* [Excerpt to read]:
______________________________

Interesting solution!  Of course this produces a sort of awkward
plutocracy as far as setting curricula is concerned, where someone or
some corporation (ahem, ahem) with lots of money (ahem) and an agenda
(ahem) can endow a fund with strings attached and arrange to shape those
young minds along the paths they select.  Or they can achieve the same
goal by donating equipment or software instead of money and avoid having
to pay the taxes that might have ultimately funded the schools directly
(but without the influence).  Beyond the corporate, often as not
individual initiatives along these lines tend to push still more
resources into schools in affluent communities while neglecting poor
ones just because the poor ones don't have the wealthy donors, because
parents have a hard enough getting involved where their own kids' future
and opportunities are at stake, let alone kids in poor rural communities
Down East (in NC, that would be the eastern part of the state, where
there are whole counties that are very poor indeed).

Consider: the Gates foundation is currently dumping huge amounts of
money into building "small high schools" as a solution to the various
ills of the secondary schooling system in the US.  To its credit, much
of the money IS going to poor communities, this is not an example of the
rich getting richer, it is doubtless a noble and philanthropic
initiative.  However, it is also an excellent example of the distortion
of public policy according to the whim of one very wealthy foundation.
>From what I can discover, there is little data to support the assertion
that "small high schools are better than large ones" by any widely
accepted metric.  Indeed, it has been pointed out -- quietly, since who
wants to count the teeth of a gift horse? -- that smaller high schools
are often relatively resource-starved, as they often lack facilities
found in larger ones or cannot achieve class sizes that justify the
maintenance of specialized programs.

This is easy to understand in terms of basic economics -- it is a lot
easier to (say) not build specialized facilities for some group of
students (say, advanced ones, or musically inclined ones, or athletic
ones) if there are only five or ten students at a small school that
might qualify instead of twenty or thirty at a larger one.  There is an
economy of scale that makes it worthwhile to operate many programs only
when a school reaches a large enough size, and one might THINK that time
and the "natural selection" of spending scarce money mostly wisely have
conspired to create schools in the sweet spot of this multidimensional
optimization problem.  One might THINK that communities have the right
to determine what school size is best for their own community's needs.
Not according to the Gates foundation.

______________________________

* [Exercise details]: Return, word for word, the part of the passage on school funding that runs from "This is easy" to "the Gates foundation.". The entries after this point are separate material, unconnected to the passage on school funding.

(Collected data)
______________________________

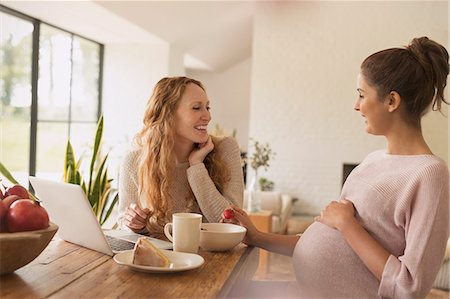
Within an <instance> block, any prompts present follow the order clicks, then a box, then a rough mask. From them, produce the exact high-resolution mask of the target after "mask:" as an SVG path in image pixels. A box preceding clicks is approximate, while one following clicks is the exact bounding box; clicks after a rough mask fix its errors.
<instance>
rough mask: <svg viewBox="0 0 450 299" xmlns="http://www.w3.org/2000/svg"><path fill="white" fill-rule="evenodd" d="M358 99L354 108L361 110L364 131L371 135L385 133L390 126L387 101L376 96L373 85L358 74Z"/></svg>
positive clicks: (388, 104) (389, 115) (377, 94)
mask: <svg viewBox="0 0 450 299" xmlns="http://www.w3.org/2000/svg"><path fill="white" fill-rule="evenodd" d="M357 90H358V93H359V96H358V100H357V101H356V103H355V106H354V109H355V110H356V111H359V112H361V114H362V116H363V117H364V119H365V123H366V132H367V133H369V134H373V135H386V134H387V133H388V131H389V128H390V126H391V115H390V114H391V113H389V107H388V106H389V103H388V102H389V101H388V100H387V99H385V100H384V101H382V100H381V99H380V98H379V97H378V93H377V90H376V89H375V87H373V86H371V85H369V84H368V83H367V82H366V80H365V78H364V77H363V76H362V75H361V74H360V75H359V76H358V88H357Z"/></svg>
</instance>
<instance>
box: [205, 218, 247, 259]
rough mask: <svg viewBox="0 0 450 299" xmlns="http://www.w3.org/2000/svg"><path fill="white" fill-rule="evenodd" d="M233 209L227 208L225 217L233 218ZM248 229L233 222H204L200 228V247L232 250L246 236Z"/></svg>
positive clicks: (216, 250)
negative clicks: (224, 222)
mask: <svg viewBox="0 0 450 299" xmlns="http://www.w3.org/2000/svg"><path fill="white" fill-rule="evenodd" d="M233 212H234V211H233V210H232V209H227V210H225V211H224V213H223V215H224V217H225V219H231V218H233V215H232V214H233ZM246 232H247V229H246V228H245V227H243V226H240V225H236V224H231V223H202V225H201V230H200V247H201V248H202V249H203V250H206V251H225V250H230V249H232V248H233V247H235V246H236V245H238V244H239V243H241V242H242V240H243V239H244V237H245V233H246Z"/></svg>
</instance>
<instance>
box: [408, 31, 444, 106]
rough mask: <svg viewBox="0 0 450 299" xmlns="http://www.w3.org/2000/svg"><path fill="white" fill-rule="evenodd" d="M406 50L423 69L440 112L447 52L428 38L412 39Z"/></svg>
mask: <svg viewBox="0 0 450 299" xmlns="http://www.w3.org/2000/svg"><path fill="white" fill-rule="evenodd" d="M407 49H408V50H409V51H410V52H411V53H412V55H413V56H414V57H415V58H416V59H417V61H418V62H419V63H420V64H421V66H422V67H423V69H424V71H425V74H426V75H427V77H428V79H429V80H430V81H431V82H432V85H433V87H434V89H435V91H436V93H435V99H434V102H433V108H435V107H434V106H437V108H438V110H440V106H441V101H444V102H445V99H444V88H445V86H446V84H447V75H448V74H449V64H448V58H449V56H448V52H447V50H446V49H445V48H444V47H443V46H441V45H440V44H438V43H436V42H435V41H433V40H430V39H428V37H425V36H424V37H418V38H414V39H413V40H412V41H411V43H410V44H409V46H408V47H407Z"/></svg>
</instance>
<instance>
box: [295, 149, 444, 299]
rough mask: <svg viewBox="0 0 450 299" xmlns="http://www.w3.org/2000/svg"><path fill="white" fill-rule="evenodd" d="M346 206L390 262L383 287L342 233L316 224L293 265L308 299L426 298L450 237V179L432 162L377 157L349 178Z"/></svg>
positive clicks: (311, 227)
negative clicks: (386, 252) (332, 298)
mask: <svg viewBox="0 0 450 299" xmlns="http://www.w3.org/2000/svg"><path fill="white" fill-rule="evenodd" d="M341 198H347V199H349V200H350V201H352V202H353V204H354V205H355V208H356V219H357V220H358V221H359V222H360V223H361V225H362V226H363V227H364V228H365V229H366V230H367V231H368V232H369V233H370V234H371V235H372V237H373V238H375V239H376V240H377V241H378V242H379V243H380V244H381V245H382V246H383V247H384V248H385V249H386V250H388V251H389V252H390V253H391V255H390V257H389V259H388V261H387V263H386V265H385V267H384V271H383V275H382V279H381V282H380V281H378V280H377V278H376V277H375V276H374V275H373V274H372V273H371V272H370V271H369V270H368V269H367V267H366V266H365V265H364V264H363V262H362V261H361V260H360V259H359V257H358V256H357V255H356V254H355V253H354V252H353V250H352V249H351V248H350V246H349V245H348V244H347V242H346V240H345V239H344V237H343V236H342V235H341V233H340V232H339V231H337V230H335V229H331V228H329V227H328V226H326V225H324V224H321V223H318V222H315V223H314V224H312V225H311V226H310V227H309V228H308V229H307V230H306V231H305V233H304V234H303V235H302V236H301V238H300V240H299V242H298V243H297V245H296V247H295V250H294V255H293V262H294V268H295V273H296V276H297V282H298V286H299V292H300V296H301V297H303V298H379V297H387V298H425V296H426V295H427V294H428V292H429V291H430V288H431V286H432V283H433V281H434V279H435V277H436V274H437V272H438V270H439V266H440V265H441V263H442V259H443V256H444V251H445V246H446V242H447V239H448V237H449V173H448V169H447V165H446V164H445V162H444V161H443V160H441V159H439V158H437V157H436V156H433V155H417V156H398V155H389V154H386V153H385V151H377V152H374V153H372V154H370V155H369V156H367V158H366V159H365V160H364V161H363V162H362V163H361V164H360V165H359V166H358V167H357V168H355V169H354V171H353V172H352V173H351V174H350V176H349V177H348V179H347V181H346V183H345V185H344V187H343V189H342V194H341Z"/></svg>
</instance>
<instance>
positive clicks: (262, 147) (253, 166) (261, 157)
mask: <svg viewBox="0 0 450 299" xmlns="http://www.w3.org/2000/svg"><path fill="white" fill-rule="evenodd" d="M253 148H254V150H253V152H252V154H251V155H250V157H249V162H250V163H249V164H250V167H251V168H252V169H253V171H254V172H255V175H254V176H253V178H252V181H251V182H250V185H249V186H248V191H249V192H248V207H247V210H249V211H250V212H258V211H260V210H261V199H260V197H259V195H260V192H261V184H260V180H259V177H258V170H259V168H261V167H263V168H264V170H267V169H268V168H269V166H270V164H269V162H270V160H271V159H273V158H275V152H274V151H272V149H271V147H270V145H269V144H268V143H261V142H259V141H257V140H253Z"/></svg>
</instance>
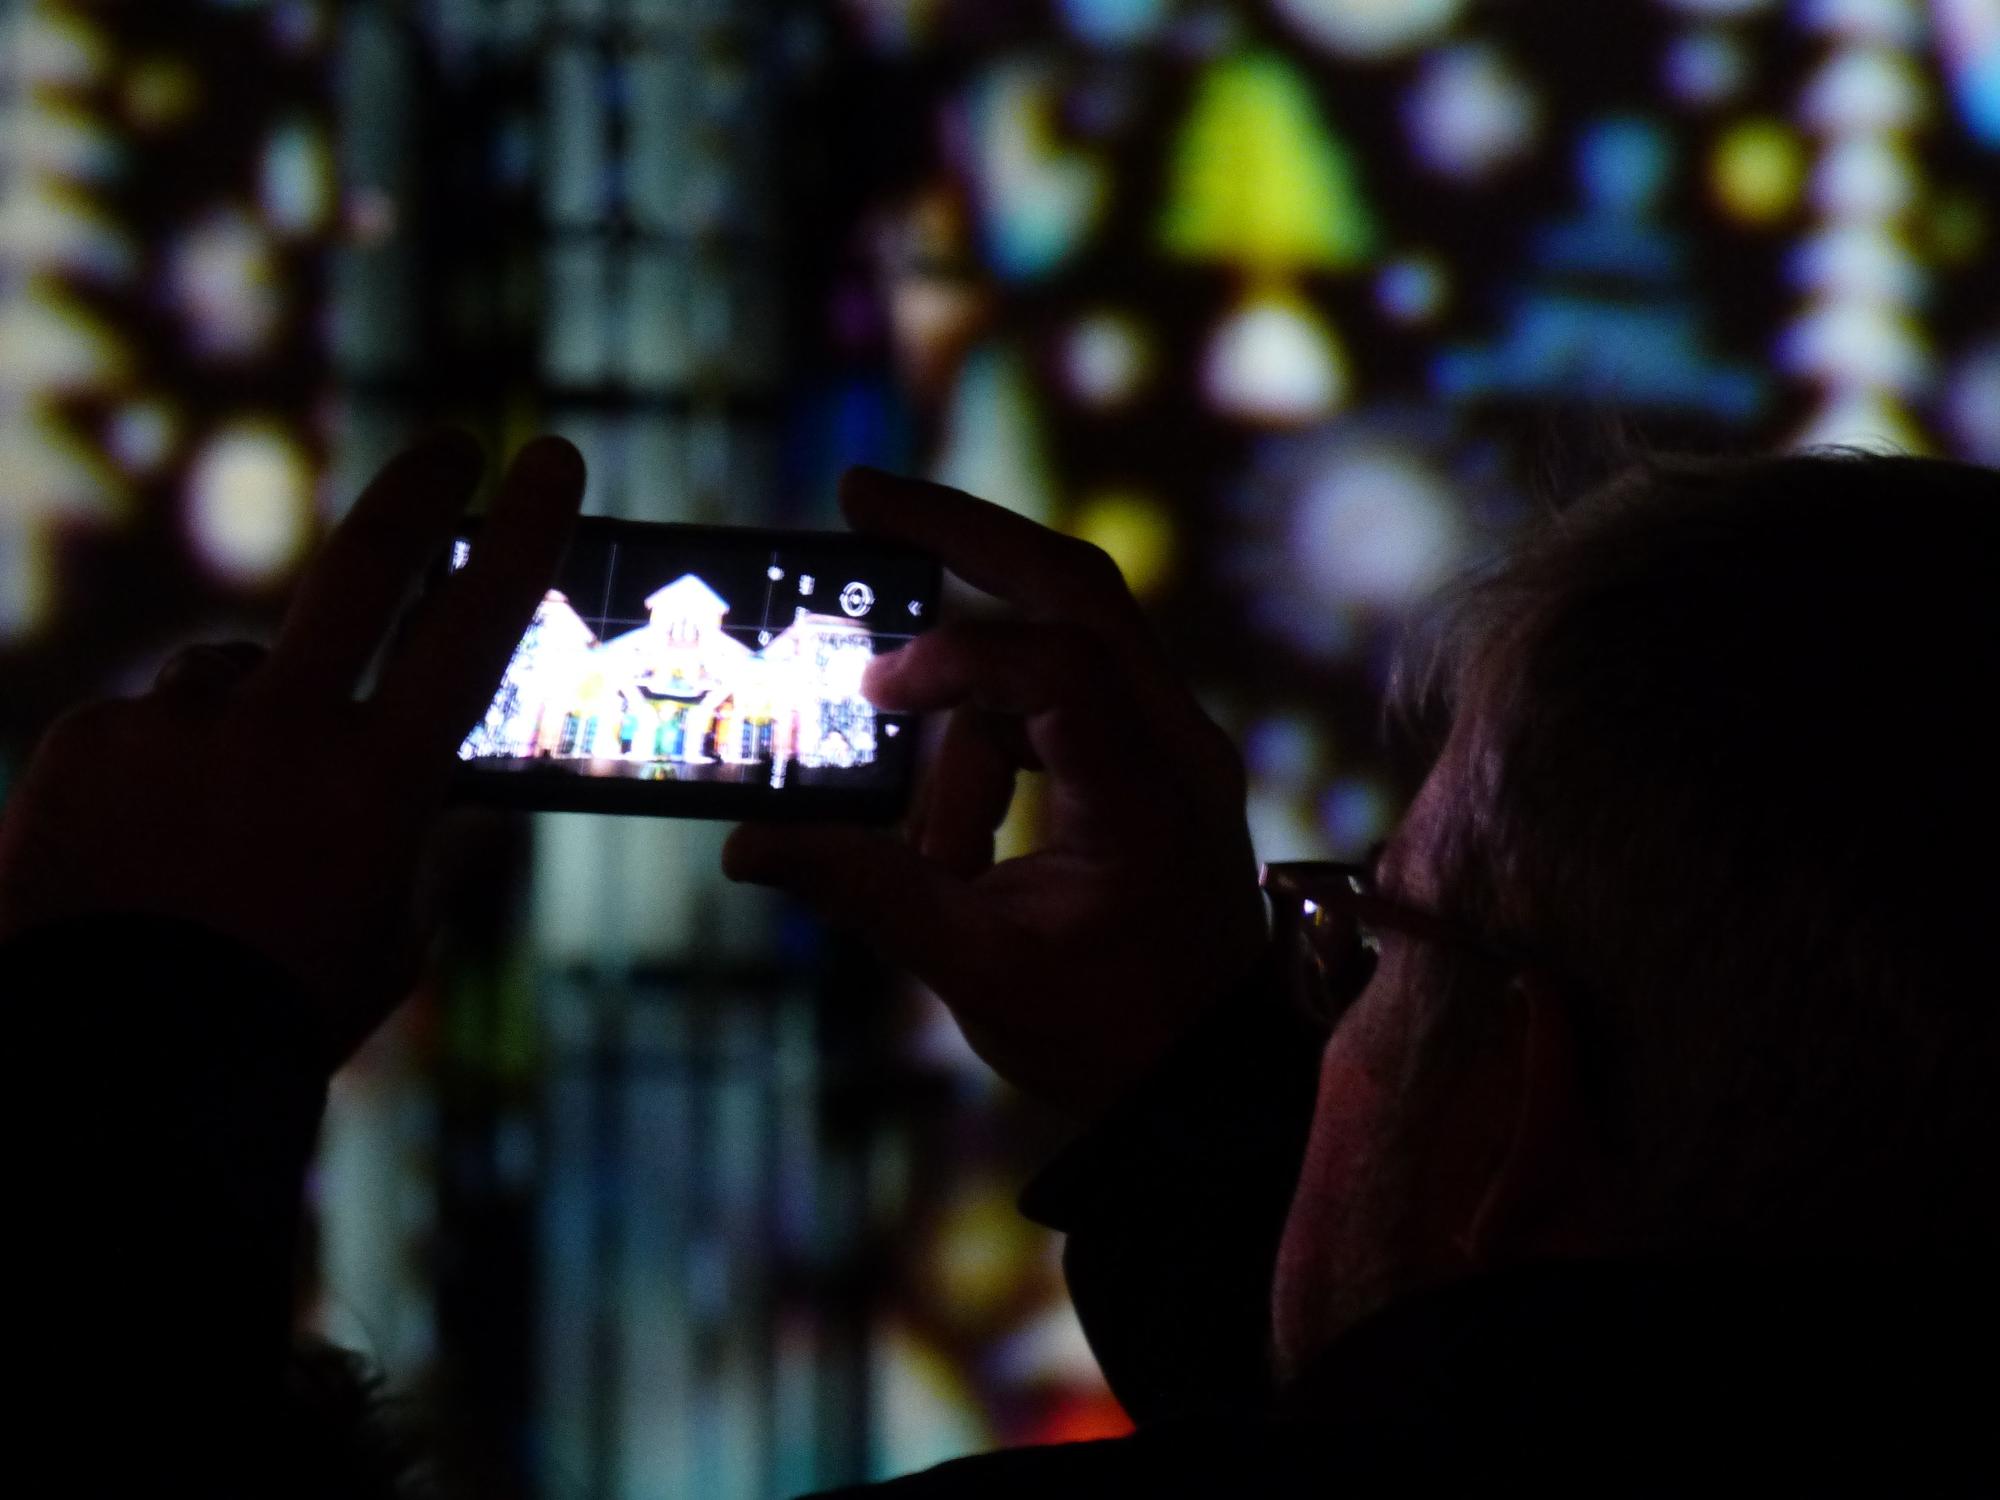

______________________________

* [Result for this task]:
This is easy to understand in terms of basic economics -- it is a lot
easier to (say) not build specialized facilities for some group of
students (say, advanced ones, or musically inclined ones, or athletic
ones) if there are only five or ten students at a small school that
might qualify instead of twenty or thirty at a larger one.  There is an
economy of scale that makes it worthwhile to operate many programs only
when a school reaches a large enough size, and one might THINK that time
and the "natural selection" of spending scarce money mostly wisely have
conspired to create schools in the sweet spot of this multidimensional
optimization problem.  One might THINK that communities have the right
to determine what school size is best for their own community's needs.
Not according to the Gates foundation.